Tâche courte 1: Recopiez à l'identique les enregistrements, de la ligne qui contient « TARGET: crop stubble » jusqu'à la dernière ligne des enregistrements, ces deux lignes comprises.

Le complice d’Orson Welles façonne un film noir en comédie de remariage avec une Ann Sheridan dans son plus beau rôle.

C’est peut-être le joyau ultime de la cinéphilie : imaginez un film noir angoissant, le portrait méticuleux d’une ville et d’une femme déçue, ainsi qu’une hilarante comédie de remariage. Manqueraient plus que des monstres Universal et que quelques cowboys débarquent et Woman On Run (surnommé WOR par les quelques intimes du film) serait définitivement le graal du cinéma classique hollywoodien. Formellement, le film est à la hauteur de ses ambitions : des surcadres étouffants, des plans tabulés bizarroïdes, un noir et blanc contrasté, des vues documentaires sur San Francisco avec ce que cela comporte au passage de portraits savoureux, d’annotations pittoresques qu’on croirait dessinées par un journaliste du New Yorker : pochtronne beurrée qui hait son galurin, peintre triste qui, pipe au bec, promène son chien ; où l’on apprend où manger les meilleures gaufres au petit matin, où se goinfrer à midi d’un bœuf aux choux et où picoler les nuits de peine de cœur. Sous la forme d’une longue course-poursuite avec assassins matois et flics besogneux, on visite des ateliers, des rades, des dancings asiatiques, des manufactures, des commissariats, des musées et on fait même un tour de manège vertigineux dans une fête foraine dans une séquence climax dingue comme du René Clair, tendue et bouleversante comme la fin sur le visage de Doris Day dans L’homme qui en savait trop. Outre ce suspens au cordeau, avec rebondissements et coups de théâtre, mâtinés de ces petites joies touristiques qui rendent le film vivant, gracile et mobile, on a le privilège de passer 80 minutes en compagnie d’une Ann Sheridan plus sublime que chez Walsh, plus narquoise et persiffleuse que chez Hawks, plus émouvante que chez Sirk et dont les plans rapprochés et les gros plans vous arrachent des larmes à mesure qu’elle enquête sur elle-même en enquêtant sur son mari qu’elle croyait ne plus aimer et qui, pour son malheur, a été témoin d’un meurtre crapuleux dans une sombre affaire de gangstérisme.

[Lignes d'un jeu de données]
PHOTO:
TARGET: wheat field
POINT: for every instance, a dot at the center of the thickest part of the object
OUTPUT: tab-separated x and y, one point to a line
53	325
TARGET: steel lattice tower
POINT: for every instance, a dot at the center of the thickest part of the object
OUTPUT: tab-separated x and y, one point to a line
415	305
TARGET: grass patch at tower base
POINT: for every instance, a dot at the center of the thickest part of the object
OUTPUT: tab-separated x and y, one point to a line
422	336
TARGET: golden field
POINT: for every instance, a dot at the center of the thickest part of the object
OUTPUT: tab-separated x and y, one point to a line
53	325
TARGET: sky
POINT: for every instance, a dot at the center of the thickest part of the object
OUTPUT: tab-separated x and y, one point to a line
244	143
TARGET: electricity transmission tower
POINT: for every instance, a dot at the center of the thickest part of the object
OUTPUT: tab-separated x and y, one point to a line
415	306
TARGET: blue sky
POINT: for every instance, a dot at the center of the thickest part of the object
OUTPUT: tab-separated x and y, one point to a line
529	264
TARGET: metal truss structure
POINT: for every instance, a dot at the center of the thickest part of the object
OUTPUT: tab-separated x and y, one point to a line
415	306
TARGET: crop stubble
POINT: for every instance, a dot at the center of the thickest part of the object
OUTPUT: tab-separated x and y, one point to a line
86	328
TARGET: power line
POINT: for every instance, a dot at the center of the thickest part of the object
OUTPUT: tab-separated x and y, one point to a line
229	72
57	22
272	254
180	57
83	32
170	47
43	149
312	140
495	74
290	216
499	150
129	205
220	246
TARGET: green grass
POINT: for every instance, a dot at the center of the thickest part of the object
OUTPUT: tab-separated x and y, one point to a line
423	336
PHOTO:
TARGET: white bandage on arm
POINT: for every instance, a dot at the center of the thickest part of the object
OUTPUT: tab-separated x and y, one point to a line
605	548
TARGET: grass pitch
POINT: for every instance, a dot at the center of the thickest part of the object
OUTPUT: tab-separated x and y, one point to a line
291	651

Tâche courte 2: Rédigez la suite de la critique de Woman On Run, en reprenant juste après sa dernière phrase.

Réponse 1:
TARGET: crop stubble
POINT: for every instance, a dot at the center of the thickest part of the object
OUTPUT: tab-separated x and y, one point to a line
86	328
TARGET: power line
POINT: for every instance, a dot at the center of the thickest part of the object
OUTPUT: tab-separated x and y, one point to a line
229	72
57	22
272	254
180	57
83	32
170	47
43	149
312	140
495	74
290	216
499	150
129	205
220	246
TARGET: green grass
POINT: for every instance, a dot at the center of the thickest part of the object
OUTPUT: tab-separated x and y, one point to a line
423	336
PHOTO:
TARGET: white bandage on arm
POINT: for every instance, a dot at the center of the thickest part of the object
OUTPUT: tab-separated x and y, one point to a line
605	548
TARGET: grass pitch
POINT: for every instance, a dot at the center of the thickest part of the object
OUTPUT: tab-separated x and y, one point to a line
291	651

Réponse 2:
Norman Foster était un complice de longue date d’Orson Welles, si bien que de nombreux historiens se sont interrogés sur l’influence de l’un sur l’autre tant leurs styles expressionnistes et acérés se ressemblent. Petite cerise sur ce Merveilleux qui achève d’en faire le doudou des cinéphages : la seule copie existante a brûlé dans l’incendie d’un hangar de la Universal. Fort heureusement, un dévoreur de films noirs l’avait emprunté quelques semaines plus tôt et s’était fabriqué en douce, à l’abri des autorités, une copie pirate. C’est la seule qui existe désormais. WOR est donc un film hors-la-loi, autrement dit un rêve !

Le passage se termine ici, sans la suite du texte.